As long as the papers themselves are not fraudulent, then basically you are kicking a hornet's nest if you're going to go around and expert shop for opinions. 

 

I overheard a French scuba dive instructor telling his students once, "Trouble is the only thing in the world that you are guaranteed to find if you go looking for it." This applies in matters of opinion.

 

If you are a Christian and you go to the Mosque to ask about the nature of God or vice versa, don't run out screaming "everything I ever learned was a lie!" You have to know when you go in that your closely held beliefs might be doubted or actively questioned and you need to be ok with that.

 

One sword I sold a long time ago had two old opinions from high level experts universally regarded for their expertise, plus it was Juyo, plus it had Tanobe sensei sayagaki, and my client went expert hunting, and found a mediocre western guy who nobody would listen to other than "well that is an interesting somewhat informed opinion" and took his opinion over those other four experts. He freaked out. He never bought another thing from me because in his mind, I was selling fakes. 

 

I'm sorry but no, your mediocre western guy with a drinking problem is not anyone you should take over the Honami + NBTHK Juyo + Tanobe sensei + one other high level guy. The problem here is knowing who is reliable, and who is not. Four top Japanese experts are not going to be trumped by one mediocre guy I can't even call an expert. Say, let's use me. If I am going to challenge one of the good Honami judges, don't listen to me. If I challenge Tanobe sensei, take Tanobe sensei's opinion and tell me my thoughts are intriguing and bear further study. If all of those are on the same side of the fence, and I am on the other, nod, smile and back away... slowly.

 

If you shop for opinions, you will end up with a library of opinions. It's up to you to sort them out and discard the bad, keep the good, or try to find some kind of overlapping consensus between them. And if you are very fragile, or gullible, don't go shopping for opinions.

 

So that is all about the "no guarantee if it's already papered and another expert craps on it" and why it's there.

 

...

────────────────────────────────────────

- Short problem a -
In the passage on shopping for expert opinions, what did the French scuba dive instructor say is the only thing you are guaranteed to find if you go looking for it?

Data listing

────────────────────────────────────────

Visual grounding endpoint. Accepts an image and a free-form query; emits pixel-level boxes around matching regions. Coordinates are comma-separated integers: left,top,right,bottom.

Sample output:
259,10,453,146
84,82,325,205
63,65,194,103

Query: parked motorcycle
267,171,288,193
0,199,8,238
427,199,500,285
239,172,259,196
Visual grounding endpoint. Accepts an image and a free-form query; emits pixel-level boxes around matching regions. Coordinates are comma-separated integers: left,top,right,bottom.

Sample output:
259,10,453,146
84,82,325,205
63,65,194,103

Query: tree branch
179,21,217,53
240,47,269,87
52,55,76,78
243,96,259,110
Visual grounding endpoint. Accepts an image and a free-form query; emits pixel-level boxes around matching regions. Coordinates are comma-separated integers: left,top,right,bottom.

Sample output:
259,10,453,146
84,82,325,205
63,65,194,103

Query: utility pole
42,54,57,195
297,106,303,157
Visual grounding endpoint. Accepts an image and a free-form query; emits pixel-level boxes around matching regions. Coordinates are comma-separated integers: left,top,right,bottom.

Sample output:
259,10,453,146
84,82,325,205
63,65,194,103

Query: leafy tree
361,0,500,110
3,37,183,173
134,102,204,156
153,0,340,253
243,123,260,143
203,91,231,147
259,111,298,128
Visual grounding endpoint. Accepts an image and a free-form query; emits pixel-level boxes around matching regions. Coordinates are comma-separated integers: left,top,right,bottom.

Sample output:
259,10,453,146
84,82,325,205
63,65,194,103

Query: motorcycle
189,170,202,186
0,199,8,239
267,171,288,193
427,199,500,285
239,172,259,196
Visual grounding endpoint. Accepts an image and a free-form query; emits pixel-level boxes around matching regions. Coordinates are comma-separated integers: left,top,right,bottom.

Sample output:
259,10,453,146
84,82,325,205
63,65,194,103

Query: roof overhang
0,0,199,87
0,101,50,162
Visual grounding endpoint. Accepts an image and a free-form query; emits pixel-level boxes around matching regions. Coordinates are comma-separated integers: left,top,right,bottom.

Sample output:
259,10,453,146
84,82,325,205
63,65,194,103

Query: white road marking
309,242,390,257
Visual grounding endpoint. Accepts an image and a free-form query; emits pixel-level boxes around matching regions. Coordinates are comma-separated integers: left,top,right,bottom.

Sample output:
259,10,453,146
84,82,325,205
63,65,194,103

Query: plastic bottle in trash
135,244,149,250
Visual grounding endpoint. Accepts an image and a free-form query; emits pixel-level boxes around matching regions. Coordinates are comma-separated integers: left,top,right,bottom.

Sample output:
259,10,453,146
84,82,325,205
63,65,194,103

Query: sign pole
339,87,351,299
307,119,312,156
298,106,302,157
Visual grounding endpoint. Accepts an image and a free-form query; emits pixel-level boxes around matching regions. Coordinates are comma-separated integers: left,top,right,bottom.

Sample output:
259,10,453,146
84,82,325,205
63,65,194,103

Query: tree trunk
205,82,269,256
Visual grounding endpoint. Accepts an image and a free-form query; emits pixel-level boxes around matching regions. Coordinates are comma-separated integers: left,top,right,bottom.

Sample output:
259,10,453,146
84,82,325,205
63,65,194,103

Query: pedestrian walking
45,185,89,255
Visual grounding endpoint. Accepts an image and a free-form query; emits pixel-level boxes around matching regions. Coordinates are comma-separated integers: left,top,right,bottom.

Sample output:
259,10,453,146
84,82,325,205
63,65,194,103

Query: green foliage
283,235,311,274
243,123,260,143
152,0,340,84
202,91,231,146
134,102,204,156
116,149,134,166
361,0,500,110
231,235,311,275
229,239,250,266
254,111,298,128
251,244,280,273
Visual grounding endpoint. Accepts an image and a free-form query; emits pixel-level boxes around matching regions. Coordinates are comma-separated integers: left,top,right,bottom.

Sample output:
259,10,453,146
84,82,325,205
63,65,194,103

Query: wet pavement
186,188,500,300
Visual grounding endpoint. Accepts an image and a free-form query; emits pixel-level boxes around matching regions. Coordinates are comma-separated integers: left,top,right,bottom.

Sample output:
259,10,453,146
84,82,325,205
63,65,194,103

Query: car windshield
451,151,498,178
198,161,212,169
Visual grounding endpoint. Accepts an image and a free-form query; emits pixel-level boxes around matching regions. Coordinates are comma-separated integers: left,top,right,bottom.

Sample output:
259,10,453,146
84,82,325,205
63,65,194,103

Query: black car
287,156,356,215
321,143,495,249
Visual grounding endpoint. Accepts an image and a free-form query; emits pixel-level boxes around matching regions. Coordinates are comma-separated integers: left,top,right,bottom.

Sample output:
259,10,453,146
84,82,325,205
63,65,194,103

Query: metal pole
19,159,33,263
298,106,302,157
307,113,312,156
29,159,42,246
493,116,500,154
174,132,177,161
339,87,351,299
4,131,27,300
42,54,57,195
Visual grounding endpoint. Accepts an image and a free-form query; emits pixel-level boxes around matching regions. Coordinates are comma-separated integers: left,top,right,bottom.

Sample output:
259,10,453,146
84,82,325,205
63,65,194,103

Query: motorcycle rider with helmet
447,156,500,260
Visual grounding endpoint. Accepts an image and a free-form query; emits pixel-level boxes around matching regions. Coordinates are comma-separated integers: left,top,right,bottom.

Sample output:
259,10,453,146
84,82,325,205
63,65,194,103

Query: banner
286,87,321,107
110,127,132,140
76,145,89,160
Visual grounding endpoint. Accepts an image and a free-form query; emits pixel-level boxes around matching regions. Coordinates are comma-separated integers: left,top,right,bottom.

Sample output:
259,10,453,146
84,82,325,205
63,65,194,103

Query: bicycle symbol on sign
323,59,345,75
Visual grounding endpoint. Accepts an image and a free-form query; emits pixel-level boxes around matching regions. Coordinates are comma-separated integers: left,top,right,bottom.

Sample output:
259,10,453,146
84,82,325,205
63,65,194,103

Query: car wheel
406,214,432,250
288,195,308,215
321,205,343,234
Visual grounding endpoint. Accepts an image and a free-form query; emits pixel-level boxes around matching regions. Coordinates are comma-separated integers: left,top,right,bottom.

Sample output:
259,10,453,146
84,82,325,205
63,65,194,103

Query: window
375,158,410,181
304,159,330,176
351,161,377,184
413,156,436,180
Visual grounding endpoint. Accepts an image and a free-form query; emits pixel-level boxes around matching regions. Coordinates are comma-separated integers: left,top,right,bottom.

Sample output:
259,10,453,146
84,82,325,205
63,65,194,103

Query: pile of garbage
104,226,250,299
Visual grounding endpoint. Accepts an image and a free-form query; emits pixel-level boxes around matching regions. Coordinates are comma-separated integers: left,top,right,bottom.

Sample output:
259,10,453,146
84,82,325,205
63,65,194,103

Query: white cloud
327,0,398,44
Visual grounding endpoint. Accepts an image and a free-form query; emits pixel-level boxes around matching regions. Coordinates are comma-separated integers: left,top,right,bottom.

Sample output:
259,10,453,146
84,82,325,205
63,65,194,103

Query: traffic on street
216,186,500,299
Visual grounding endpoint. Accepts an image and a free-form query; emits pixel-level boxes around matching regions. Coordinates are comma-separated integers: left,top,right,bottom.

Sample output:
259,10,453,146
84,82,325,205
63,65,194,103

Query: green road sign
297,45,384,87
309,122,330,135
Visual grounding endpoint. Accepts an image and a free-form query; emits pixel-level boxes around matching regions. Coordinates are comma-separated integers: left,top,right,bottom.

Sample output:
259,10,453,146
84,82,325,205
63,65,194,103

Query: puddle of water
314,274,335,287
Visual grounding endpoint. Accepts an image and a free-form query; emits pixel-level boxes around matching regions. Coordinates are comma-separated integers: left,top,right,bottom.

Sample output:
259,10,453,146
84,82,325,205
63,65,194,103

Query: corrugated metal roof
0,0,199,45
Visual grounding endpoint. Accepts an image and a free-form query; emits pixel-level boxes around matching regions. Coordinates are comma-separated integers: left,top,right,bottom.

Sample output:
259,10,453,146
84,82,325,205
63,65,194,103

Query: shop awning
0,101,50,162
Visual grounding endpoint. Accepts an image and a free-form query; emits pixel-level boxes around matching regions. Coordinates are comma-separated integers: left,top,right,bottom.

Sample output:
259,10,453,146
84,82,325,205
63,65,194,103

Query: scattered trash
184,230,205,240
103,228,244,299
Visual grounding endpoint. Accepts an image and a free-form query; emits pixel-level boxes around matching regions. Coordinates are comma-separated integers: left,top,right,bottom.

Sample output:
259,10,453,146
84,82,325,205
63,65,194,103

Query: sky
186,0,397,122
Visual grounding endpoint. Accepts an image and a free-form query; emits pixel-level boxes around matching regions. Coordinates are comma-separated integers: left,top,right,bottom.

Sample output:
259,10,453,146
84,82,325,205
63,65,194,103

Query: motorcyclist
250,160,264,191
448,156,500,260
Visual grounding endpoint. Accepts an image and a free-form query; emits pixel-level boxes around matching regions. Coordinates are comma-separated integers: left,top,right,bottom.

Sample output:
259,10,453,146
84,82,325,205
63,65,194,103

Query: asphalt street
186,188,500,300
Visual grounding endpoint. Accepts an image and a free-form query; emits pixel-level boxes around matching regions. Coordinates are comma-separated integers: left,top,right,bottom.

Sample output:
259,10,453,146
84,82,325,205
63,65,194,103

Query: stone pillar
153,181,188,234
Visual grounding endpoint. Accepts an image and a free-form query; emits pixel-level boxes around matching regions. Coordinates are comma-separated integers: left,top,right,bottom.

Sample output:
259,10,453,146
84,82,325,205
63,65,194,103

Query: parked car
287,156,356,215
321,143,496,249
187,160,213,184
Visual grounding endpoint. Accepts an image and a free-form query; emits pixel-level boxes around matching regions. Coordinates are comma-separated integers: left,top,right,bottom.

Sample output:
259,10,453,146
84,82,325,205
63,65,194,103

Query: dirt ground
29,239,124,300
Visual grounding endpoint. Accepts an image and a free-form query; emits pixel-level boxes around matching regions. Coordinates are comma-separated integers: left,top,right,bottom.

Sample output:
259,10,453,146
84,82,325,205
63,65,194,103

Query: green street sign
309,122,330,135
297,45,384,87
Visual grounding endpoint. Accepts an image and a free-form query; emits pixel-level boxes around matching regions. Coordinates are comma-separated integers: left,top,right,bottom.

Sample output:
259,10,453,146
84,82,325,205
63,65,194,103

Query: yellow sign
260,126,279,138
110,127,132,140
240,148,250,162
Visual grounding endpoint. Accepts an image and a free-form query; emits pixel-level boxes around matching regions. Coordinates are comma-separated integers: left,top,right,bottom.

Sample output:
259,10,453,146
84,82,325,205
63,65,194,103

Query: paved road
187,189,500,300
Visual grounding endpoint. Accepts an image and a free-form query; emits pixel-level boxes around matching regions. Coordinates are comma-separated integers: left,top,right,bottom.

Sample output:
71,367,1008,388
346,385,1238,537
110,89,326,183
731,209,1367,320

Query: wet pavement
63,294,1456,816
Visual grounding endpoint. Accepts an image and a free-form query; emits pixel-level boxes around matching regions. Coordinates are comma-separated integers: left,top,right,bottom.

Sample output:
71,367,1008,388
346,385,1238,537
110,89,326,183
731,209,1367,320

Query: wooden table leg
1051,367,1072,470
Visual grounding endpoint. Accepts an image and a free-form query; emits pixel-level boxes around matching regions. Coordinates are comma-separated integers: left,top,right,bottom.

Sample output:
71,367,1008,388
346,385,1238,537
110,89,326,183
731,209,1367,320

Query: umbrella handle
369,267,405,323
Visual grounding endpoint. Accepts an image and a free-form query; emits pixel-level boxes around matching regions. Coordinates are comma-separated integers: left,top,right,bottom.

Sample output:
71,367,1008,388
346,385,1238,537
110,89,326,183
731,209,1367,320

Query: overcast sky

────────────────────────────────────────

- Short problem b -
Collect every line of the rows that contains the string "motorcycle".

- Problem solution a -
Trouble.

- Problem solution b -
Query: parked motorcycle
Query: motorcycle
Query: motorcycle rider with helmet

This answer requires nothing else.